## EXERCISE:
Search the records for the string "poster". Copy each line where it occurs.
———
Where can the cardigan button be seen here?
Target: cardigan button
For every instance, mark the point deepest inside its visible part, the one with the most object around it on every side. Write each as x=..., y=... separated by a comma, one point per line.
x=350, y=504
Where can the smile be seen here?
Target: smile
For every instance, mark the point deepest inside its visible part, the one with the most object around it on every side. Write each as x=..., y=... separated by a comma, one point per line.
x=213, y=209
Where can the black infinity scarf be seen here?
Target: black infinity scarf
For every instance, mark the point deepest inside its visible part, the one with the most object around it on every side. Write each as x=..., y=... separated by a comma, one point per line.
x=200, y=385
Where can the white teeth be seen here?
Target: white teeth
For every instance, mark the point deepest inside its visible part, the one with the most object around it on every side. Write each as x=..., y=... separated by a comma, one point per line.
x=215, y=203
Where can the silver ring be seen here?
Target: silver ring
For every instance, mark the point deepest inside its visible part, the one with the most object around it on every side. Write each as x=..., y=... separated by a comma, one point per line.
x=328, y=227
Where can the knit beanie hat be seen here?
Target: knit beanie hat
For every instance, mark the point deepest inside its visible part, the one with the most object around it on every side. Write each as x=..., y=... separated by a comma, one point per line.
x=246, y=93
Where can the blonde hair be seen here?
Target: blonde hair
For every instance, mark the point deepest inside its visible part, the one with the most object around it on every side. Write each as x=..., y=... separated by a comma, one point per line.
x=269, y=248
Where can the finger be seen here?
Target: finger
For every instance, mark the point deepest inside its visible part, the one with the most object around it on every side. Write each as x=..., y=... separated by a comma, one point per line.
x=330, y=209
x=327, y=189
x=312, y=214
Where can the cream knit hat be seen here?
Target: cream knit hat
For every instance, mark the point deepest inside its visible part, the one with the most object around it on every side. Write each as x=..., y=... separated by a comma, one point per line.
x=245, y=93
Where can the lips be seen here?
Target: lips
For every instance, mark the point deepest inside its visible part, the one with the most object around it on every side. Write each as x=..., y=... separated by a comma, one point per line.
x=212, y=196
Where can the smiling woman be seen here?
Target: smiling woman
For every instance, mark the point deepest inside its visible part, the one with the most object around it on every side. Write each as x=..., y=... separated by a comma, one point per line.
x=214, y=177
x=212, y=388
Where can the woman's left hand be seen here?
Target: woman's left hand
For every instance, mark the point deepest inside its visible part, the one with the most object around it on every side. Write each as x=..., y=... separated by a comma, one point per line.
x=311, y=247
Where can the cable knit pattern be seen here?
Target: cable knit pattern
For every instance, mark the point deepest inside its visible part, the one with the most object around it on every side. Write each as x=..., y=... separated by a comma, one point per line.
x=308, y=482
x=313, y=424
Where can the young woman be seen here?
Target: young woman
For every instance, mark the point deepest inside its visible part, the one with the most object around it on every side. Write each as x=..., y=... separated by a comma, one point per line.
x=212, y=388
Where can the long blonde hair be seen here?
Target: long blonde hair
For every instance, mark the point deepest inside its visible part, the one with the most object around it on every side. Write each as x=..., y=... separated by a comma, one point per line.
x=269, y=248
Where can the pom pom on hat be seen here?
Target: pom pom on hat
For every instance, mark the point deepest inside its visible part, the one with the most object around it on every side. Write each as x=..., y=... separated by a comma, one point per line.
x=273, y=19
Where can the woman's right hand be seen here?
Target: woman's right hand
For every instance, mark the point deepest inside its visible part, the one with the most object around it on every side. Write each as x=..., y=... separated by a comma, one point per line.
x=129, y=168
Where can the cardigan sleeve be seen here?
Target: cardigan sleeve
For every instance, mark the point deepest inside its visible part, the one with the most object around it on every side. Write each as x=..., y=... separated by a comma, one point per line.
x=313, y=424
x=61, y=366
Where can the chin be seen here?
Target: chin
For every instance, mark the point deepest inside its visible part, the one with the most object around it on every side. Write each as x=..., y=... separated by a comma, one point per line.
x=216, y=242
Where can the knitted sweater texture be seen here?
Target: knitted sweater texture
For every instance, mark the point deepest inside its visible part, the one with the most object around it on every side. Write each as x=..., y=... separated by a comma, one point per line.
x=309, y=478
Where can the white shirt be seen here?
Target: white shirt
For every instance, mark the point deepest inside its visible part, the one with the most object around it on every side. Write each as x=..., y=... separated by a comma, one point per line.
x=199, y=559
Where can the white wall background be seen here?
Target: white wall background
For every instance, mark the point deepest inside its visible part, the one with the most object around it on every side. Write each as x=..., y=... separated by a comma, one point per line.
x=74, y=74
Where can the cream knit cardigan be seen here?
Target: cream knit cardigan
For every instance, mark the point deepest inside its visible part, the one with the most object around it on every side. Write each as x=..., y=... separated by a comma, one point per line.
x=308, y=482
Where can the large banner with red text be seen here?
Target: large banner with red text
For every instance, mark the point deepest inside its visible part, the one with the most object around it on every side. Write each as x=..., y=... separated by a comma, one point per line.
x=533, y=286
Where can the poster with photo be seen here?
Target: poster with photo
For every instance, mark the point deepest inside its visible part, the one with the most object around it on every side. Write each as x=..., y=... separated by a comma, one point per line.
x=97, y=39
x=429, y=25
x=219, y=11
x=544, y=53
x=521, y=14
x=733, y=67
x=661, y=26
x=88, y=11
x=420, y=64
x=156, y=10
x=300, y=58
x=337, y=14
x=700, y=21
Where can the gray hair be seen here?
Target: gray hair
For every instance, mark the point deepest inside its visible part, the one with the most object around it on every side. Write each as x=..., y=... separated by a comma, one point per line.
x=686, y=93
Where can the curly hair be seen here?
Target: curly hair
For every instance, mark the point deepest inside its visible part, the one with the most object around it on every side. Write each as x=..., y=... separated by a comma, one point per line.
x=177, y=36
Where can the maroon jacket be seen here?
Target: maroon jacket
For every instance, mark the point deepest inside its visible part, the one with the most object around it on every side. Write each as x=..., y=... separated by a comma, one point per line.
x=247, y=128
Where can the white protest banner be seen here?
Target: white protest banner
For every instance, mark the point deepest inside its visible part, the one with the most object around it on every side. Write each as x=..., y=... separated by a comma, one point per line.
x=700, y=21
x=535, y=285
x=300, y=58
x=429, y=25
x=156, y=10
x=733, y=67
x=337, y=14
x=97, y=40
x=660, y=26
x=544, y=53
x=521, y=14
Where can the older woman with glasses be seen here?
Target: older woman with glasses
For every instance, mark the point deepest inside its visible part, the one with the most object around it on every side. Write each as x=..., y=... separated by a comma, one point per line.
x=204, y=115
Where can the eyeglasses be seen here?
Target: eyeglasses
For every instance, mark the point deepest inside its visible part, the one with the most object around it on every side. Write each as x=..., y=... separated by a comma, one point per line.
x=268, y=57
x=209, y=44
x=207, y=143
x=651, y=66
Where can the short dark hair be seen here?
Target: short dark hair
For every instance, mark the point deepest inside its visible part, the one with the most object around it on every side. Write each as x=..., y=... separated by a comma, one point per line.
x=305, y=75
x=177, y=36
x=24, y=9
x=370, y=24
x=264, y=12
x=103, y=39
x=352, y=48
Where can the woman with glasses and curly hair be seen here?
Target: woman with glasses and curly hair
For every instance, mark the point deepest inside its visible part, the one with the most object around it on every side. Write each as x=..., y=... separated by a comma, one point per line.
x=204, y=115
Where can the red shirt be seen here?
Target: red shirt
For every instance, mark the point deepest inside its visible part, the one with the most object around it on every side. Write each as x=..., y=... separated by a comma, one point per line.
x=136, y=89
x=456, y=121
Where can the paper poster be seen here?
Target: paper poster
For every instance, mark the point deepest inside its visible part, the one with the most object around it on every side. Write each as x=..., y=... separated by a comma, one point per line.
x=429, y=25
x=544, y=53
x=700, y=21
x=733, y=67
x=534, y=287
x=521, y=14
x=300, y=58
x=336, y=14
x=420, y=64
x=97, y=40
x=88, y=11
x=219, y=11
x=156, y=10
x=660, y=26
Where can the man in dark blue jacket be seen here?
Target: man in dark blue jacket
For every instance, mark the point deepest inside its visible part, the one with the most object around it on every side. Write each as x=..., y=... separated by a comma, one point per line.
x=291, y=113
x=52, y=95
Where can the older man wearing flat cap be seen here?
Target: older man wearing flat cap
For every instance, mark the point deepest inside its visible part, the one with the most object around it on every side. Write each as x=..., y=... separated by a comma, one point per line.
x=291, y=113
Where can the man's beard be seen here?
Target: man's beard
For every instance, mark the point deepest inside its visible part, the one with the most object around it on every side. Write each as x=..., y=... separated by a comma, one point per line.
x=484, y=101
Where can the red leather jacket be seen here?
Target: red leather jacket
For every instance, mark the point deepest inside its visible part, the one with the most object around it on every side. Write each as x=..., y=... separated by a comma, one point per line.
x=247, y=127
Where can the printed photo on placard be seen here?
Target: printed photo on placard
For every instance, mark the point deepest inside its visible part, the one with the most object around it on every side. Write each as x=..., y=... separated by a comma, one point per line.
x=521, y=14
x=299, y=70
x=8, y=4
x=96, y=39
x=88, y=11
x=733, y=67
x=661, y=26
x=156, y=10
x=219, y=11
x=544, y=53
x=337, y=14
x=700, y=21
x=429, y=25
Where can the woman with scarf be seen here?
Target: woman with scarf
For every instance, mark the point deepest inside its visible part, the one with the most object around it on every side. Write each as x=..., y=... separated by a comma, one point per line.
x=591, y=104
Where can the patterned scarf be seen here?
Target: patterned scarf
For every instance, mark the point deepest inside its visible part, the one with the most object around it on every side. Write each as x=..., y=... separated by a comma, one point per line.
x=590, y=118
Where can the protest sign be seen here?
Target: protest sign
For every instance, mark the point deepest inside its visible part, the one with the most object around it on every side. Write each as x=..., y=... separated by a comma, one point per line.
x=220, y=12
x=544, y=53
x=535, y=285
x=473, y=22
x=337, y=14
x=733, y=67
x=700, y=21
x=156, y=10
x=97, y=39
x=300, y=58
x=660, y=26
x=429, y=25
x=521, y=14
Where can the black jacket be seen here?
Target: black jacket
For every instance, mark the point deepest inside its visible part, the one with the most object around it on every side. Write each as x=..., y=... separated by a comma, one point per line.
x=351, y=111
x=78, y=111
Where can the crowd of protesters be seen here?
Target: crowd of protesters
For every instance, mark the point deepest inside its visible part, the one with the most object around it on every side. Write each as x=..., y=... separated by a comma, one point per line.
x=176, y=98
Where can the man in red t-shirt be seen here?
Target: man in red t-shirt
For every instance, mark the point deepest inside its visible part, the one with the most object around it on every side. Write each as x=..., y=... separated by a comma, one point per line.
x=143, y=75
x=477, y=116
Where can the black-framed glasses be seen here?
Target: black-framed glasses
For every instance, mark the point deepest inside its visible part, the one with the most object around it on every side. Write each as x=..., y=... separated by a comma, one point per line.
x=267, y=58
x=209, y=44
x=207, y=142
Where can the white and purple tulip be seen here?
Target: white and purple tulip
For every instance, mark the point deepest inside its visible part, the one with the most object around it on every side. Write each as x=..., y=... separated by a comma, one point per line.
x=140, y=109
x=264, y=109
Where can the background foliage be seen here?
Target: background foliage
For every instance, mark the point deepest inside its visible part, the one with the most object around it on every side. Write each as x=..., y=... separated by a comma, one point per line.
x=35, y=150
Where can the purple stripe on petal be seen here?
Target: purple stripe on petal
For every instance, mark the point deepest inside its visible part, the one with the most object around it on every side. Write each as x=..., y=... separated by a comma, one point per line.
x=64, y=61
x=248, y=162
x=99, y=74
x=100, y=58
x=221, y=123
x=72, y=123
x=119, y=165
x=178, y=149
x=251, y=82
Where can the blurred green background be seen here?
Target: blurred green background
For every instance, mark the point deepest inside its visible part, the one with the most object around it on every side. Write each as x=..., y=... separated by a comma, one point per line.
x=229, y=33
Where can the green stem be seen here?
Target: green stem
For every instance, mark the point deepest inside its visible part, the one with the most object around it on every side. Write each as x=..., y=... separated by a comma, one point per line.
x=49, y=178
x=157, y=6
———
## COMPLETED EXERCISE:
Where can the poster with photo be seen here?
Target: poster with photo
Where can the paper poster be seen here?
Target: paper poster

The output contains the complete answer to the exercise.